> _TASK_: Convert the material into a Markdown table, starting at the line that contains "Task: the component shall indicate the short sleeve" and ending at the line that contains "Target: short dark hair", with both of those lines included and no others. Use the columns Row and Line, give each line its own numbered row, and omit blank lines.

↓

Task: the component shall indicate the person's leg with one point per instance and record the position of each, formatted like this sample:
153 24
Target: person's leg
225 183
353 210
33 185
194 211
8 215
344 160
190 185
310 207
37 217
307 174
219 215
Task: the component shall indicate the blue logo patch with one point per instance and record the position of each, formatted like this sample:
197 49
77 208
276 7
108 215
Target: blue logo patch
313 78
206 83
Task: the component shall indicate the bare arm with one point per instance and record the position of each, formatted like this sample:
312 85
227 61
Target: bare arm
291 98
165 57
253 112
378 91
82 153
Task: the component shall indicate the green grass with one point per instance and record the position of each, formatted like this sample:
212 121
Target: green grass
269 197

↑
↓

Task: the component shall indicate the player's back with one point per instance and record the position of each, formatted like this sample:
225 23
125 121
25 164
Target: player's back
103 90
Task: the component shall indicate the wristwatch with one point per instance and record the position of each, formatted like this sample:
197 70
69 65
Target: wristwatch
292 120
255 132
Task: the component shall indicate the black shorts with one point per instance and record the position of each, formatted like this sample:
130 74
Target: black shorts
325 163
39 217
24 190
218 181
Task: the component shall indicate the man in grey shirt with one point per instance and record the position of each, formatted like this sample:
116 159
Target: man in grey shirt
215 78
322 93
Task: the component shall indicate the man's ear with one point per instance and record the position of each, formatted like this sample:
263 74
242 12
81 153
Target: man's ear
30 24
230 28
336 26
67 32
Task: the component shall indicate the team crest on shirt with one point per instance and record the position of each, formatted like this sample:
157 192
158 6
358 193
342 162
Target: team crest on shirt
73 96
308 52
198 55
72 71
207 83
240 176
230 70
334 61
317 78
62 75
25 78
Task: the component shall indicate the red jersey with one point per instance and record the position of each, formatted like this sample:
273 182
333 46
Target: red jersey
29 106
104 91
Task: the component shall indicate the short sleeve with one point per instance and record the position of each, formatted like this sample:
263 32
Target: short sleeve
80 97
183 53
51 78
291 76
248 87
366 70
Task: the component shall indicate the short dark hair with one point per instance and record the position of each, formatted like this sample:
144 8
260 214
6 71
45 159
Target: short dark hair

↑
↓

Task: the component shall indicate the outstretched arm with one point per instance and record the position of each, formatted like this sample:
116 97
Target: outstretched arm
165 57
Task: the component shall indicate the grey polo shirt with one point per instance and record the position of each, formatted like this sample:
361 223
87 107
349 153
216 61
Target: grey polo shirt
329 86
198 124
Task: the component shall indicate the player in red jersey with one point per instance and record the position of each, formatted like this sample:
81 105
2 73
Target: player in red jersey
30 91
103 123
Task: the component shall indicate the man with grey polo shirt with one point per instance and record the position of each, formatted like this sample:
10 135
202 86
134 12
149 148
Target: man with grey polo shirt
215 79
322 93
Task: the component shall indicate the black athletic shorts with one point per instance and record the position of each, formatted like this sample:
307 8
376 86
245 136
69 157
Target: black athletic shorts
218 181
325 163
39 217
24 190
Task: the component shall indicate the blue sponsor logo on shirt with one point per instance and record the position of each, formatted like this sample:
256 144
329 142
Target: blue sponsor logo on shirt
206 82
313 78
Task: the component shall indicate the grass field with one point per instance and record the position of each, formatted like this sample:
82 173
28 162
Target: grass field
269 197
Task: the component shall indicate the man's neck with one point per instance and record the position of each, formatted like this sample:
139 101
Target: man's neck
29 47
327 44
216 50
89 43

↑

> _SOLUTION BELOW_:
| Row | Line |
|---|---|
| 1 | Task: the component shall indicate the short sleeve with one point per instance and record the position of each, formatted like this sample: |
| 2 | 263 32 |
| 3 | Target: short sleeve |
| 4 | 80 97 |
| 5 | 183 53 |
| 6 | 51 78 |
| 7 | 291 76 |
| 8 | 248 87 |
| 9 | 366 70 |
| 10 | Task: the component shall indicate the short dark hair with one point per instance and record the position of each, formatted like this sample: |
| 11 | 144 8 |
| 12 | 260 214 |
| 13 | 6 71 |
| 14 | 45 159 |
| 15 | Target: short dark hair |